Text excerpt =>
Riyadh has until recently traditionally championed the Palestinian cause and shunned all official contacts with the Jewish State. The administration of U.S. President Donald Trump has called on the Saudis to follow their neighbors, the United Arab Emirates and Bahrain, in establishing formal relations with Israel. The Washington-brokered Abraham Accords are focused on establishing a united regional front against shared enemy Iran, which is also Saudi Arabia’s arch regional rival.
Both Israel and Saudi Arabia have recently ramped up rhetoric against Iran, which is locked in several proxy wars with Riyadh in the region.
Saudi Arabia has not formally condemned the Fakhrizadeh assassination, unlike the other five Gulf Cooperation Council member countries. When asked by the Russian RT broadcaster for comment yesterday, the Saudi ambassador to the United Nations would only say that the kingdom “did not support the policy of assassinations at all.”
Meanwhile, another senior Iranian official has accused the foreign-based ‘Monafeghin’ opposition group of complicity with Israel in the killing.
Ahead of the nuclear scientist’s funeral at Tehran’s Imamzadeh Saleh mosque, Secretary of the Supreme National Security Council of Iran Ali Shamkhani told state TV that Israel’s Mossad intelligence agency supplied information and sophisticated equipment for the group for the execution.
“This was a very complicated assassination that was carried out remotely with electronic devices and no one was present at the scene,” claimed Shamkhani, adding, “but there are some clues – we realized the person who planned this assassination, of course Monafeghin have a large part, and of course the criminal part of this incident is the Zionist regime and Mossad.”
“Monafeghin” is a term used by Iranian officials to refer to the Paris-based National Council of Resistance of Iran (NCRI), which is a bloc of opposition groups in exile that seek an end to Shi’ite Muslim clerical rule.
The group has rejected the accusation. Netanyahu’s office has also declined to comment on the killing.
Despite a lack of evidence to substantiate the allegations, Iran’s Defense Minister Amir Hatami also expressed conviction of Israeli involvement.

Assigned task => Copy the passage from the article on the Fakhrizadeh assassination exactly, between "Both Israel and" and "in the killing.", inclusive.

Supplied data =>
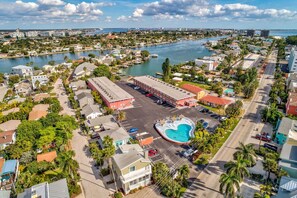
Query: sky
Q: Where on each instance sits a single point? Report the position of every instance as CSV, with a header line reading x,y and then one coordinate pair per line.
x,y
64,14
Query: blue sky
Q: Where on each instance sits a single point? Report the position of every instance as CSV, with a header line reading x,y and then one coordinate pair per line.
x,y
43,14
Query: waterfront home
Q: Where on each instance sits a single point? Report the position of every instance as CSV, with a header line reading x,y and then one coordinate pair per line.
x,y
132,169
8,173
165,91
113,96
38,111
283,129
288,156
119,135
57,189
78,85
22,70
199,92
40,97
10,125
91,111
102,123
23,88
84,99
209,64
84,69
287,188
7,138
215,101
291,106
48,157
37,81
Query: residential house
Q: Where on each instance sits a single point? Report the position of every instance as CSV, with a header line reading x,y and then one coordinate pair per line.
x,y
209,64
24,88
288,156
48,157
22,70
215,101
41,80
7,138
284,127
102,123
132,170
91,111
39,111
40,97
12,110
57,189
287,188
199,92
8,173
78,85
10,125
120,136
84,69
291,106
84,99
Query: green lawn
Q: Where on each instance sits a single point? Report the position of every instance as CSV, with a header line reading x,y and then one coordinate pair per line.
x,y
203,86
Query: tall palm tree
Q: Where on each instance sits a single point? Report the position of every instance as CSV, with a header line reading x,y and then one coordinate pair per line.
x,y
229,184
238,167
248,153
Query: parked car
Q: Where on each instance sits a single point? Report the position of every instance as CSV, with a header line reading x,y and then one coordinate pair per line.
x,y
133,130
152,152
205,124
189,152
271,147
263,137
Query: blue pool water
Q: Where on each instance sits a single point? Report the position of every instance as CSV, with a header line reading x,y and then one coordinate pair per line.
x,y
181,134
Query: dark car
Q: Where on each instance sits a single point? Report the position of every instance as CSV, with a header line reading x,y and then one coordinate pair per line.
x,y
153,152
271,147
133,130
263,137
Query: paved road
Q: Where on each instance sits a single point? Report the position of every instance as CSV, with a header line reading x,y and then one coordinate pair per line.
x,y
207,183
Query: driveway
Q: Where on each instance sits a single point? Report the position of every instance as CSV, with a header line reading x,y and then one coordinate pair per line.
x,y
92,184
59,90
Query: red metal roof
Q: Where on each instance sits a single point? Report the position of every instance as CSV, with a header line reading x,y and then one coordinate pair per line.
x,y
192,88
216,100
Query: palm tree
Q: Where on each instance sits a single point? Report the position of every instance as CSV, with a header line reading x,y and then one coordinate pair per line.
x,y
238,167
248,153
66,163
229,184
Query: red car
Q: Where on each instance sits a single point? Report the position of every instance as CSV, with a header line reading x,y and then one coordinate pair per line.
x,y
153,152
264,138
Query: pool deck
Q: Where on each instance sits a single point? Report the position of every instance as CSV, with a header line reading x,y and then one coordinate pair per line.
x,y
174,125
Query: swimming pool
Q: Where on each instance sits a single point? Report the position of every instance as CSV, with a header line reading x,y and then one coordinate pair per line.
x,y
179,130
182,134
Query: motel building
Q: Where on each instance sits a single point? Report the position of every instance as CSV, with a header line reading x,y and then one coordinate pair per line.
x,y
171,94
113,96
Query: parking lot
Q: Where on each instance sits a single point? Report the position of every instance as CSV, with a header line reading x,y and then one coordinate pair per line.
x,y
146,112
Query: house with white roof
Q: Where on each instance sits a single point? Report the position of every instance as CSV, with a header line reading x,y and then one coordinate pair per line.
x,y
22,70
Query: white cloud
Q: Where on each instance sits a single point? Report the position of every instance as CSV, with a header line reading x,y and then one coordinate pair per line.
x,y
51,2
169,9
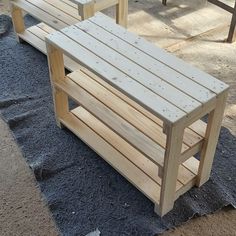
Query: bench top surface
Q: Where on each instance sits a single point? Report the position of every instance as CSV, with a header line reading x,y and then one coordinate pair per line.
x,y
160,82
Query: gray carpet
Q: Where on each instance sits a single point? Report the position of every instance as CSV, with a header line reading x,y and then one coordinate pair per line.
x,y
83,191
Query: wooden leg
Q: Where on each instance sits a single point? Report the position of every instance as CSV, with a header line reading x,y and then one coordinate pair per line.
x,y
18,21
57,73
232,30
171,166
122,13
211,139
87,10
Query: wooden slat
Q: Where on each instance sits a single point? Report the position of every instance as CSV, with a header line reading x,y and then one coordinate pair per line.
x,y
130,114
119,144
161,55
103,4
197,127
134,71
70,3
166,79
34,40
144,144
137,177
69,10
149,168
139,93
53,11
40,14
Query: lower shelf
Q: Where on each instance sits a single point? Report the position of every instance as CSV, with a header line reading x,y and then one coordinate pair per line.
x,y
128,161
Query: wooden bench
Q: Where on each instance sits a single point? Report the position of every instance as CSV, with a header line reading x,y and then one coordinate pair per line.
x,y
58,14
138,107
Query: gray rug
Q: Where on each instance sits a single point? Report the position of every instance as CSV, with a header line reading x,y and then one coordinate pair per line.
x,y
83,192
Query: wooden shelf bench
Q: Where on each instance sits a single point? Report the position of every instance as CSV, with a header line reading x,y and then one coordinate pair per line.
x,y
58,14
139,107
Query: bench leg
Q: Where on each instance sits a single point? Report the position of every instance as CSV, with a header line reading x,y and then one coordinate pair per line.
x,y
57,73
87,10
211,138
171,167
18,21
232,29
122,13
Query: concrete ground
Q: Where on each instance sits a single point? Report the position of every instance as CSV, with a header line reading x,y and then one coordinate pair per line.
x,y
193,30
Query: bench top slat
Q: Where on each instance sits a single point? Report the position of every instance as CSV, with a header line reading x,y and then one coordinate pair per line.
x,y
53,11
194,74
162,72
151,101
134,71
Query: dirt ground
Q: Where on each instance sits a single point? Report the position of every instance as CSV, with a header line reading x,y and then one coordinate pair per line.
x,y
193,30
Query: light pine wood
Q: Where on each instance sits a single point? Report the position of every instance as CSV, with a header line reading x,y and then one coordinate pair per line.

Solved problem =>
Both Israel and Saudi Arabia have recently ramped up rhetoric against Iran, which is locked in several proxy wars with Riyadh in the region.
Saudi Arabia has not formally condemned the Fakhrizadeh assassination, unlike the other five Gulf Cooperation Council member countries. When asked by the Russian RT broadcaster for comment yesterday, the Saudi ambassador to the United Nations would only say that the kingdom “did not support the policy of assassinations at all.”
Meanwhile, another senior Iranian official has accused the foreign-based ‘Monafeghin’ opposition group of complicity with Israel in the killing.